▸ Exercice proposé: Prolongez le texte consacré aux épiciers du Moyen Âge en reprenant juste après sa dernière phrase.

▸ Texte extrait:
■ ■ ■ ■ ■ ■ ■

Les épices de la justice

(Petit propos divertissant)



Au Moyen âge, les épiciers-apothicaires étaient de grands personnages ; le roi avait son épicier particulier. On les surnommait « épiciers d’enfer » ! Les redoutait-on ? En fait, c’est parce qu’ils vendaient des denrées faites pour exciter le palais. La corporation des épiciers était l’une des plus puissantes ; les gardes de l’Épicerie devaient faire au moins trois visites annuelles chez tous les marchands du corps, pour s'assurer de l'observation des règlements. Ils étaient, en outre, chargés de la surveillance des poids et mesures et pouvaient faire, à ce titre, des visites chez tous les commerçants et artisans débitant des marchandises.

■ ■ ■ ■ ■ ■ ■

▸ Bloc de données:
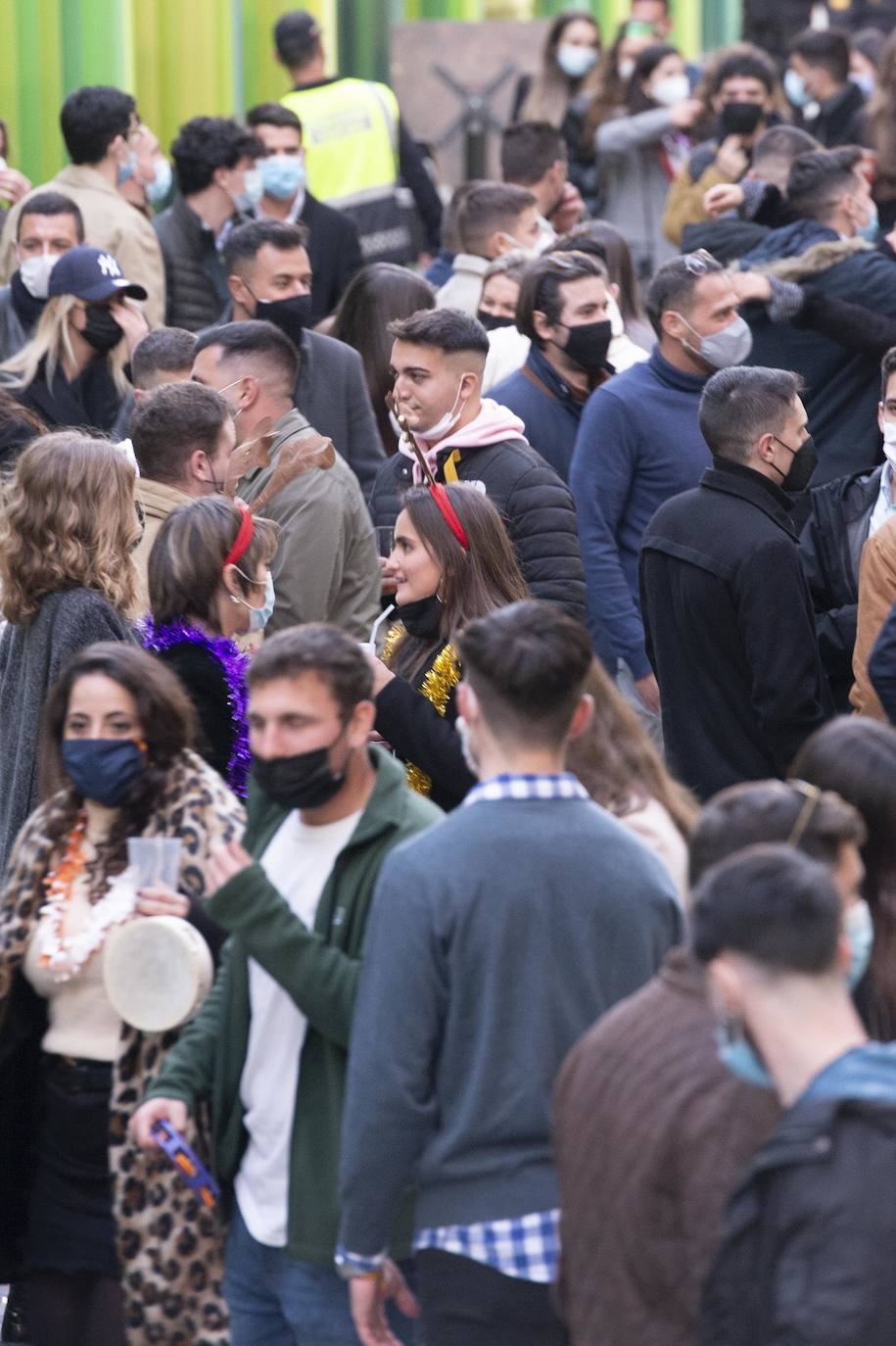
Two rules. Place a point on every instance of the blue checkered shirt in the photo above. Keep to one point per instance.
(511, 787)
(526, 1247)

■ ■ ■ ■ ■ ■ ■

▸ Résultat attendu:
Avant les « pots-de-vin », il y eut les paquets d’épices qui firent les affaires de la corporation des apothicaires-épiciers-confiseurs. A ce qu’en témoignent de nombreux écrits médiévaux parvenus jusqu’à nous, les épices constituaient un cadeau obligé pour la plupart des requérants. Ainsi, la supplique adressée par un abbé de Saint-Gilles à Louis VII s’accompagne de moult cornets de cannelle et de poivre. Suivant l’exemple des solliciteurs, il devient coutume dans le royaume de France de rétribuer l’intervention des gens de justice en épices. Après l’issue favorable d’un procès, le vainqueur offrait aux magistrats comme à ses avocats, un assortiment dit « épices des juges » qui était en fait « des épices de chambre » : graines aromatiques et épices enrobées de sucre que l’on picore avant le coucher non pour se nourrir pour se purifier l’haleine et faciliter la digestion. Puis l’usage s’instaure de gratifier les juges avant le jugement : chacune des parties peut alors tenter sa chance selon le présent déposé sur les plateaux de la balance. Les magistrats touchant dorénavant des deux mains, le pire était à craindre.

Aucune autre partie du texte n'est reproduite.